**DOCUMENT SEGMENT**.
Literary magazines have existed in Albania (Aleph, Mehr Licht, Poeteka) but most have usually published for several years and then have capitulated due to lack of funds. The only other literary magazine that currently exists in Albania, to the extent of my knowledge at least, is called Pa Fokus (“Without Focus”; Since 2013, Pa Fokus has been published online on a monthly basis, 10-11 times a year. It generates dialogue about important cultural issues in Albania; each monthly issue focuses on a different theme (e.g. education, “the other,” etc.). Its staff is entirely volunteer-based and its contents are free and open to the public. I was not aware of Pa Fokus’s existence when I suggested the establishment of the literary magazine at the University of Tirana. However, even after learning of Pa Fokus, I am certain that both magazines are necessary as they serve different roles in the Albanian literary/artistic scene. Pa Fokus seeks to publish young, emerging writers, columnists, and artists, though it admits to not being 100% “selective” in terms of the literature it publishes. While Pa Fokus’s editors do seek quality material, they do not necessarily critique writings, nor do they necessarily work with writers in order to edit/tweak their creative work prior to publishing them. Pa Fokus therefore serves as a forum of voices. Ideally, I am imagining that the University of Tirana’s magazine, Amëz, may serve as a forum as well, but a more refined forum, carefully curated by the university’s own students of literature, and purposefully showcasing what the students deem to be the “best of the best.” Thus, the two magazines coexist in harmony, as they serve the art world in different ways—Pa Fokus by allowing artists to experiment and come to the forefront on a regular, monthly basis and Amëz by carefully selecting what it considers “the best” for annual showcase.

I have also encouraged the development of this journal because I strongly believe that giving students a hands-on task like this—allowing them to be the judges of what is considered quality literature amongst the submissions of their peers—will help them grow as literary critics, as leaders, as team-players, and as future editors/publishers. I can say this with confidence because my three years on the Long River Review staff—first as a member of the Poetry Panel and Translations Editor, second as the Main Genre Editor for the Poetry Panel and the Foreign Literatures Editor, and third as Editor-in-Chief)—helped me do just that. I essentially wanted the students to have an experience similar to mine with LRR; I learned a lot about myself, about student writing, and about contemporary literature through the LRR. I figure that perhaps these students can learn more about their own literary landscape in a similar fashion.

LS: How is your progress going?

**INFORMATION PROVIDED**.
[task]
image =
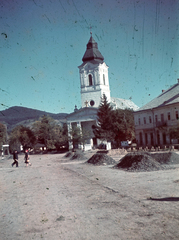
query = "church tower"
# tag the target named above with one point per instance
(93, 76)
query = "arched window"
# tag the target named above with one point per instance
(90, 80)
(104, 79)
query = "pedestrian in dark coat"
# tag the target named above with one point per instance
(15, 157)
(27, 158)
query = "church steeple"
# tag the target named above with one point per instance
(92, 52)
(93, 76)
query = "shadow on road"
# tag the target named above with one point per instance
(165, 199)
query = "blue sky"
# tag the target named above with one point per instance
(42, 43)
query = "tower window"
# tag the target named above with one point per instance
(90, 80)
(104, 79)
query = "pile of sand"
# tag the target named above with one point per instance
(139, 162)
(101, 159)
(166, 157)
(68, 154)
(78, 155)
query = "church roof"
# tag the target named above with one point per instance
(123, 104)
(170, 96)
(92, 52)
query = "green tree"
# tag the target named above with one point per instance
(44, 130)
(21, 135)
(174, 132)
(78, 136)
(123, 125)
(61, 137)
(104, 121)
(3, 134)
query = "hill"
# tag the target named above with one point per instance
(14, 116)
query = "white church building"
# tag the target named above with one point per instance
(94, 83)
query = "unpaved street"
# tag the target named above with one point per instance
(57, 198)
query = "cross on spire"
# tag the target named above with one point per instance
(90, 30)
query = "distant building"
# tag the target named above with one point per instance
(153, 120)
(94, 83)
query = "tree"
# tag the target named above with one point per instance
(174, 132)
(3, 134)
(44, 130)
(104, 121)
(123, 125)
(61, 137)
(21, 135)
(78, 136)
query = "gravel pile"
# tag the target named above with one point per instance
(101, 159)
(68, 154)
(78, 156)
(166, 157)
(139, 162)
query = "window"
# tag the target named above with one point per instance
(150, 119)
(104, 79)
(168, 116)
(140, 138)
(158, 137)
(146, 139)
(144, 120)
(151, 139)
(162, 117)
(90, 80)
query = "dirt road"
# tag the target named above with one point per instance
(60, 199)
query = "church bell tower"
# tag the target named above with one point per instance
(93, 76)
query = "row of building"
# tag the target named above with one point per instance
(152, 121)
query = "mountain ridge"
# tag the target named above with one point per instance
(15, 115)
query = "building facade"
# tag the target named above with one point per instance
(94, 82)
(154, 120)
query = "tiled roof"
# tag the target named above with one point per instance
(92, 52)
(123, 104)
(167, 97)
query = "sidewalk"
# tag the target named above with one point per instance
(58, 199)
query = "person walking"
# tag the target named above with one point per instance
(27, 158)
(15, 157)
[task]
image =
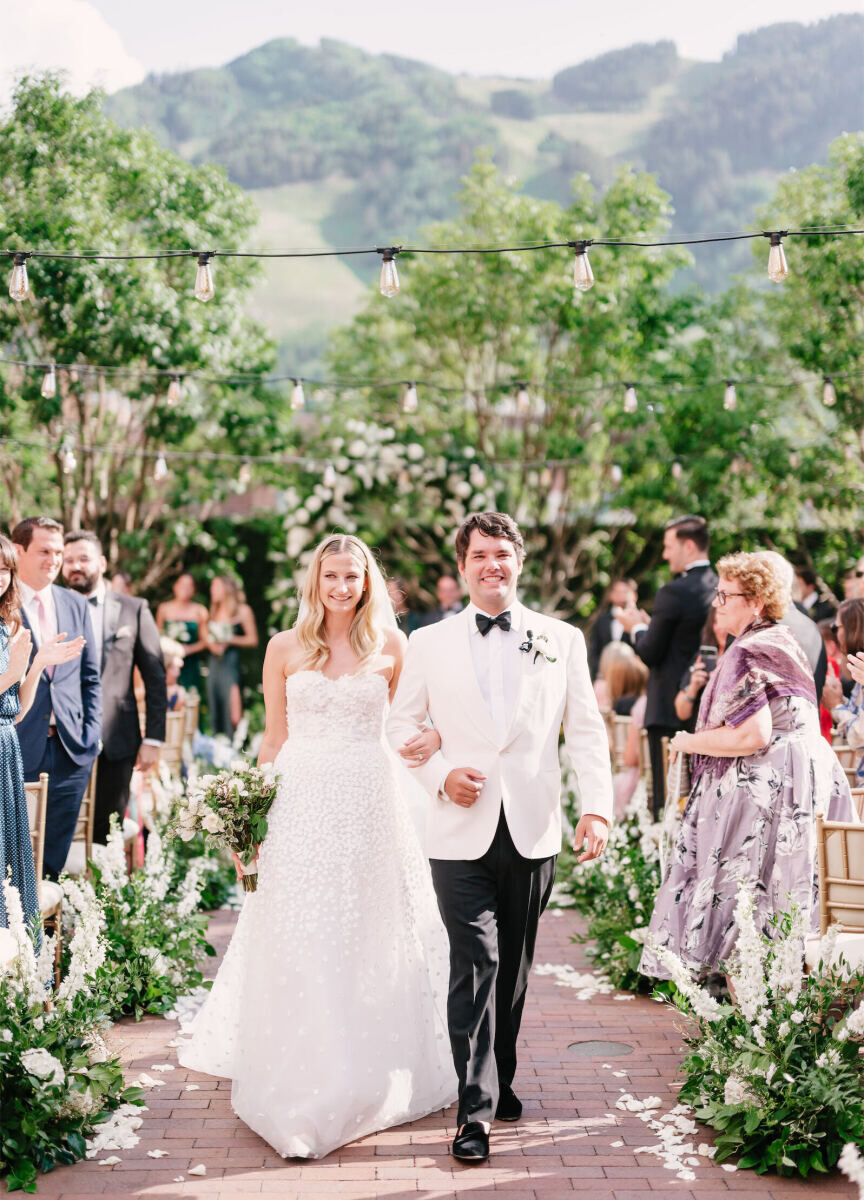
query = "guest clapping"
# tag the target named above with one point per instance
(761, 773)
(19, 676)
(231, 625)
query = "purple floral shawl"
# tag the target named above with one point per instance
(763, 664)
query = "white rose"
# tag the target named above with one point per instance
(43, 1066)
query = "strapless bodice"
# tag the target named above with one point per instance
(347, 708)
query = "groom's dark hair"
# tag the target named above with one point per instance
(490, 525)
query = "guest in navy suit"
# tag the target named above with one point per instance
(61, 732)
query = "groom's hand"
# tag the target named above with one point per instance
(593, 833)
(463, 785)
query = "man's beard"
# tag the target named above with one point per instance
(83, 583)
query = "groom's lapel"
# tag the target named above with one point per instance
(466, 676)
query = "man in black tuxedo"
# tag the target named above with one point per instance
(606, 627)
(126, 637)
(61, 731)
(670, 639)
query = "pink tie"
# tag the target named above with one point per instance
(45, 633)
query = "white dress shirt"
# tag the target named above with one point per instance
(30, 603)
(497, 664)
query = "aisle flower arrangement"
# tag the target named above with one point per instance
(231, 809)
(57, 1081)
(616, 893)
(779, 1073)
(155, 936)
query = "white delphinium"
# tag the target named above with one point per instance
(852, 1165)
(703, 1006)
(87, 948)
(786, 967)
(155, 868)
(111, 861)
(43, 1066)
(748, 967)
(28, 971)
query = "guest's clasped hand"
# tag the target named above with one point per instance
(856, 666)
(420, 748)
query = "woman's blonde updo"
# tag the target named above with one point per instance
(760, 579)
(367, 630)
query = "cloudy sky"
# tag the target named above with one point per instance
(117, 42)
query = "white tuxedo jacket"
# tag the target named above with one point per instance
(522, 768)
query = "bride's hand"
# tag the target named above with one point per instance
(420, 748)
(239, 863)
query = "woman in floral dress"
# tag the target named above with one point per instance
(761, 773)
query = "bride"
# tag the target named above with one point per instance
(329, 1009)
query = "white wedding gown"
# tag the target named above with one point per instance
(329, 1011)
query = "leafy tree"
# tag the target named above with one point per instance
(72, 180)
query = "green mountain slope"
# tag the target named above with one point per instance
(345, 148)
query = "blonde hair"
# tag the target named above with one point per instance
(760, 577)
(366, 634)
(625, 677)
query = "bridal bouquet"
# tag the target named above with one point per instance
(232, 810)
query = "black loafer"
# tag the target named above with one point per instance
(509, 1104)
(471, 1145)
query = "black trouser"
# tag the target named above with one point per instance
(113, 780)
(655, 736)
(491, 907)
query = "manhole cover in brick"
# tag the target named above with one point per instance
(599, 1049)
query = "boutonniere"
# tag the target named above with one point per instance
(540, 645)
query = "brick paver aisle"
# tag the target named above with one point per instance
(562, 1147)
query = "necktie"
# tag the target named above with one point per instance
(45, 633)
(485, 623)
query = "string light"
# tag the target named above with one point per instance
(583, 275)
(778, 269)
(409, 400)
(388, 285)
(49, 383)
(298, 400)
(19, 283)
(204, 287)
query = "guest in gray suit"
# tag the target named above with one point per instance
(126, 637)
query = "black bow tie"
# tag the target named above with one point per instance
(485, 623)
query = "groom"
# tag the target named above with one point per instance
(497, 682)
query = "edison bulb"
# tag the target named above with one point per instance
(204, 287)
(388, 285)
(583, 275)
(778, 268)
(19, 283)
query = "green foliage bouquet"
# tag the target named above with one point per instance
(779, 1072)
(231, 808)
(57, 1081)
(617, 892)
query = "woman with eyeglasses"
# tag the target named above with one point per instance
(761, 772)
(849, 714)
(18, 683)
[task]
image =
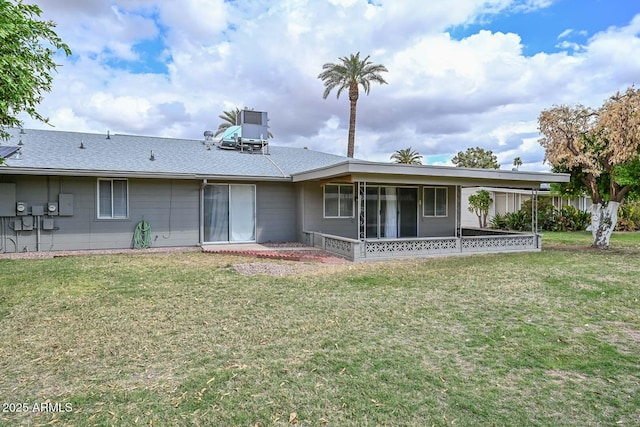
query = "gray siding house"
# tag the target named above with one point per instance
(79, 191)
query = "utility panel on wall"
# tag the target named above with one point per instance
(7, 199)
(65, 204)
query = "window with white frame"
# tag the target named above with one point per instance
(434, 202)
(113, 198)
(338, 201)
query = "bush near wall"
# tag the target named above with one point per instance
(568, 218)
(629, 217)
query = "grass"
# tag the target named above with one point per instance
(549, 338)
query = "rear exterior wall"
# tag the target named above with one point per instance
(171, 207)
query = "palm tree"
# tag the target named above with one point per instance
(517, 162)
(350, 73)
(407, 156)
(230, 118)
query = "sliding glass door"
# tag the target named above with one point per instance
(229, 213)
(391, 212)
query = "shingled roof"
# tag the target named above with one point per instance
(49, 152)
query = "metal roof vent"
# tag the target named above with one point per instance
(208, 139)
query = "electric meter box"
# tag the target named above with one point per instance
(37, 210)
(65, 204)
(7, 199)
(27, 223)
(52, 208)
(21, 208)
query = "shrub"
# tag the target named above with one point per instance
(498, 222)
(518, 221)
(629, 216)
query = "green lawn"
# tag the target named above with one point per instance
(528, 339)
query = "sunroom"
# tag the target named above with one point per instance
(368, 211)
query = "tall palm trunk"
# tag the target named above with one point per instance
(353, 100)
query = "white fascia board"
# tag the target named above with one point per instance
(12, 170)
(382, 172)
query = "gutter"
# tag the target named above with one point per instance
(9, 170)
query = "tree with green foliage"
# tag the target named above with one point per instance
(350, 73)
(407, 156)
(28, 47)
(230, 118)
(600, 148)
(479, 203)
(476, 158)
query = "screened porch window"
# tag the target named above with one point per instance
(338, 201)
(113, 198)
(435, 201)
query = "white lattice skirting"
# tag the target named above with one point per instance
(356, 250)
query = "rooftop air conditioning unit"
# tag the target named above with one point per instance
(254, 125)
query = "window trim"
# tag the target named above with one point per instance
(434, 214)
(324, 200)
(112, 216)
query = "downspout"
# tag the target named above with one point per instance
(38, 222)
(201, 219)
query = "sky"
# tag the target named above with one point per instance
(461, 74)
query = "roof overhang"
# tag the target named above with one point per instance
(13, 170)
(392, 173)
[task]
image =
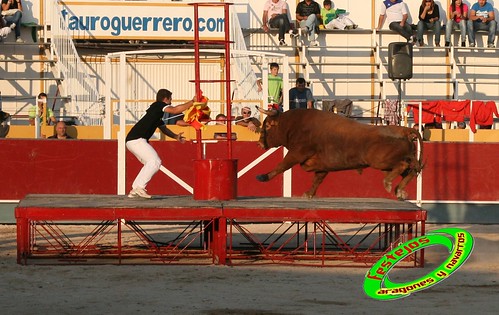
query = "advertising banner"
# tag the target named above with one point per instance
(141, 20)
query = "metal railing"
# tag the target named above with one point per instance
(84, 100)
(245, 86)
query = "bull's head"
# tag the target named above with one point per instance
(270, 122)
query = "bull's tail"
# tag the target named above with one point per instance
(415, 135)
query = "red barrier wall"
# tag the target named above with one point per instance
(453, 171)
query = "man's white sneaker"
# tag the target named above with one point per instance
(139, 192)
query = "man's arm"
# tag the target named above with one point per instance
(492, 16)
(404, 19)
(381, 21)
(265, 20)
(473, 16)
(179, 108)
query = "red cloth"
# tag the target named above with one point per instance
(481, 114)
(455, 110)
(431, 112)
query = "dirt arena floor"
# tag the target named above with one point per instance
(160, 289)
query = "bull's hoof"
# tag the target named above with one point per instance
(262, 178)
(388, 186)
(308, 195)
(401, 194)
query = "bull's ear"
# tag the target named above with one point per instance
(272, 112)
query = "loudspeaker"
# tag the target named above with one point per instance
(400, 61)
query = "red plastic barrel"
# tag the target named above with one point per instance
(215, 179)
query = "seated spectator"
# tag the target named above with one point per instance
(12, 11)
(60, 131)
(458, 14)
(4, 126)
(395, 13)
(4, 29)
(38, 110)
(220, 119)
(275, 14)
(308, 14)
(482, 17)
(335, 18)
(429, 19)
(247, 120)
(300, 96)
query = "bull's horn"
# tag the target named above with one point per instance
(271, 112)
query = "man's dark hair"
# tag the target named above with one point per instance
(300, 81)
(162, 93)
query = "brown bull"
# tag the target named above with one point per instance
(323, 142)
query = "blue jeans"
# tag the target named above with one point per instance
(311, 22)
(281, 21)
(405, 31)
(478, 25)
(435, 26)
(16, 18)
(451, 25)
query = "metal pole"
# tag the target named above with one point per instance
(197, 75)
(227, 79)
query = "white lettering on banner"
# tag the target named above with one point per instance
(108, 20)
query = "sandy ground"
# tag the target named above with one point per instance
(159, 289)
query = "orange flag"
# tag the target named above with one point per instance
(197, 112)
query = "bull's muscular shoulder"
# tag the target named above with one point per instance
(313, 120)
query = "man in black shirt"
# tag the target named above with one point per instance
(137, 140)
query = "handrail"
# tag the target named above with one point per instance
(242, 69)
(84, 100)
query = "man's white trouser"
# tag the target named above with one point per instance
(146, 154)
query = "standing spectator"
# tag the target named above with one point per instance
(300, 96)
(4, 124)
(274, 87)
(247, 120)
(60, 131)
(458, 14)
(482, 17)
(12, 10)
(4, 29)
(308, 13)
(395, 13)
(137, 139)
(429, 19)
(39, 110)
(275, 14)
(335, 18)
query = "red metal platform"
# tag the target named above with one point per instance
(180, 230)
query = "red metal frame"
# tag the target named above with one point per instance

**YOUR INSTRUCTIONS**. Extend the interview about literary magazines in Albania, starting right after its last sentence. The lines are separate material and have nothing to do with the text.

**ANSWER TO THIS EXERCISE**.
KK: The Literature Department Head at the University of Tirana was kind enough to offer her full support with this idea. In fact, she was able to introduce the concept of the magazine to the first-year students of “Shkrim Kritik” (“Critical Writing”/ “Literary Criticism”). The 40-odd students of this class were notified in December that they would be establishing an online literary journal, as part of a class project. They were individually told to research literary journals in general (be they US journals or otherwise). Each student then individually presented a project proposal for the ideal form of this journal: e.g. its theme, its title, its ideal contents, its categories for submission, its frequency of publication, etc. After presenting and handing in their projects in early-to-mid-January, a handful of students were selected as the main editors of the journal. These students would lead their fellow classmates in gathering materials throughout January and early February, while consulting two professors and myself for guidance. The students handed in a draft of the magazine, along with the preliminary submissions / choices for publication, in early February. Students were required to justify, in writing, their decision for choosing the pieces that they did; this was part of their grade. The Department Head is reviewing these materials to assure that effort has been put forth and to ensure that quality choices have been made. This semester, the student-editors will continue soliciting materials from student-writers enrolled in a creative writing course. At the moment, the new semester is just starting, so we are waiting for things to get rolling before moving forward. However, much of the heavy lifting has been done.

LS: What challenges have you faced in the process of bringing this journal to life?

KK: The journal has yet to emerge. However, the most challenging aspect of the process so far for me was serving as the main “advisor” to the Poetry and Translations panels. Time flows differently in Albania, and classes are structured differently. Students, though well-intentioned, would sometimes break appointments with me, without realizing that this was affecting the structure of my day, and without being fully cognizant that I was offering to help them with any questions regarding poetry and translations on a volunteer-basis. I would become frustrated when things didn’t go as “they should” (according to me). For instance, even if all of my panelists showed up, then perhaps the room we had planned to use was taken. My first meeting with them was conducted—I kid you not—on the sidewalk of a busy intersection near the National Library, as the American Corner (a room of the library) had been unexpectedly “booked” at the last minute by others. However, all cultural miscommunications aside, helping out was an honor and taught me the importance of flexibility and adaptability.

LS: You have mentioned that one of the goals of such a journal project is to inform the LRR editors of the challenges that people in less-developed countries face with regards to the dissemination of young voices in the arts. 

What are some of the challenges that you have noticed in Albania?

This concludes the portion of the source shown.